- THINGS TO DO
**A.** Write out the time series homework text from "which.max(gold) # day" to "initial plot observation.", keeping every character unchanged.
**B.** Show every line of the records that contains the string "clicks", treating uppercase and lowercase as different.

- EXTRACT
# # # # # # #

Week 2 - Time Series - Homework

C. Rosemond 09.06.20


library(fpp2)
library(readxl)


2.1

Use the help function to explore what the series gold, woolyrnq and gas represent.

#?gold # daily morning gold prices in US dollars (01.01.1985 - 03.31.1989)
#?woolyrnq # quarterly production of woollen yarn in Australia in tons (03.1965 - 09.1994)
#?gas # Australian monthly gas production (1956 - 1995)


a. Use autoplot() to plot each of these in separate plots.

autoplot(gold) # seasonality (day) and clear outlier(s) (day ~770)

autoplot(woolyrnq) #seasonality (quarter)

autoplot(gas) #seasonality (month) and trend (starting 1970)


b. What is the frequency of each series? Hint: apply the frequency() function.

lapply(list(gold,woolyrnq,gas), frequency) # apply frequency() to each series
## [[1]]
## [1] 1
## 
## [[2]]
## [1] 4
## 
## [[3]]
## [1] 12

The frequency of the gold series is 1 (daily), the frequency of the woolyrnq series is 4 (quarterly), and the frequency of the gas series is 12 (monthly).


c. Use which.max() to spot the outlier in the gold series. Which observation was it?

which.max(gold) # day 770 - plot observation confirmed
## [1] 770

The outlier in the gold series is day 770, which confirms my initial plot observation.



2.2

Download the file tute1.csv from the book website, open it in Excel (or some other spreadsheet application), and review its contents. You should find four columns of information. Columns B through D each contain a quarterly series, labelled Sales, AdBudget and GDP. Sales contains the quarterly sales for a small company over the period 1981-2005. AdBudget is the advertising budget and GDP is the gross domestic product. All series have been adjusted for inflation.

a. You can read the data into R with the following script:

tute1 <- read.csv("tute1.csv", header=TRUE) # 100 x 4
View(tute1)


b. Convert the data to time series

mytimeseries <- ts(tute1[,-1], start=1981, frequency=4) # remove first column and create time series object starting in 1981 with a frequency of 4 (quarterly)


c. Construct time series plots of each of the three series

autoplot(mytimeseries, facets=TRUE)

autoplot(mytimeseries, facets=FALSE)

# # # # # # #

- MATERIAL SUPPLIED
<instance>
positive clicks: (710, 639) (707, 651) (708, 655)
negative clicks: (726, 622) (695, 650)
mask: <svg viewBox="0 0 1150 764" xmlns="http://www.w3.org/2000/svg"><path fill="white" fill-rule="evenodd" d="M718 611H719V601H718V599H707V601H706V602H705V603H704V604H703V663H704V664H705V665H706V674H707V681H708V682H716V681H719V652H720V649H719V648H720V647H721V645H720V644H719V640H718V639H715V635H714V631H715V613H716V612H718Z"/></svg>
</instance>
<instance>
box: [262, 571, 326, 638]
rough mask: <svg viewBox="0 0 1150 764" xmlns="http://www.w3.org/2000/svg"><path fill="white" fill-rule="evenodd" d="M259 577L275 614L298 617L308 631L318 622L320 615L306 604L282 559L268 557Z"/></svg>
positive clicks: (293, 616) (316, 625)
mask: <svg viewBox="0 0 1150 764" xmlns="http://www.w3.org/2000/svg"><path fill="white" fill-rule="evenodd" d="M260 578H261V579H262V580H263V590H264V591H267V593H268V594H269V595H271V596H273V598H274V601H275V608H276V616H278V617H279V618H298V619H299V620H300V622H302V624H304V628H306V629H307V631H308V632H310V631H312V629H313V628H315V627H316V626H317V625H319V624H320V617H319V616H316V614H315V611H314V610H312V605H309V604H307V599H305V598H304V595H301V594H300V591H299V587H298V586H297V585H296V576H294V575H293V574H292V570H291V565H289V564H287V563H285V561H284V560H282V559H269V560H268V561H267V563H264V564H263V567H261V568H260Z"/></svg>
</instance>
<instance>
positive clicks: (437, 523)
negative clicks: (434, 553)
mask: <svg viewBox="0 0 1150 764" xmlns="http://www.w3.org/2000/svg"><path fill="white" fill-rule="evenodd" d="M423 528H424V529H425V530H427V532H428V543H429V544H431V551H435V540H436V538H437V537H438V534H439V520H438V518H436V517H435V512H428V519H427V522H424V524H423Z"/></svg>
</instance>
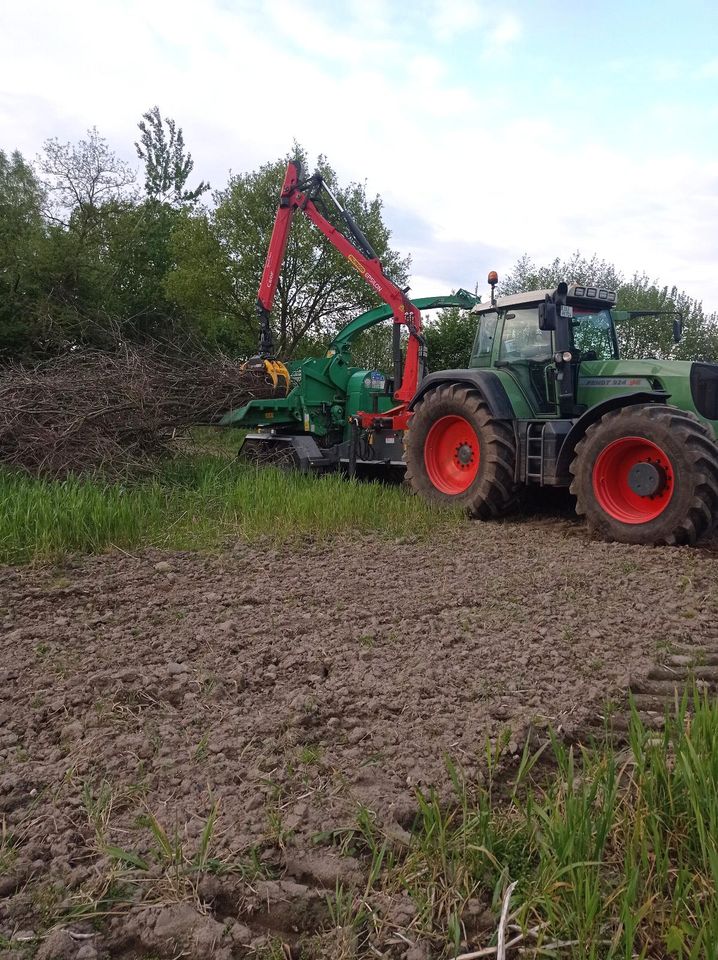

# # # # # # #

- EXPECTED RESPONSES
**A.**
which.max(gold) # day 770 - plot observation confirmed
## [1] 770

The outlier in the gold series is day 770, which confirms my initial plot observation.

**B.**
positive clicks: (710, 639) (707, 651) (708, 655)
negative clicks: (726, 622) (695, 650)
positive clicks: (293, 616) (316, 625)
positive clicks: (437, 523)
negative clicks: (434, 553)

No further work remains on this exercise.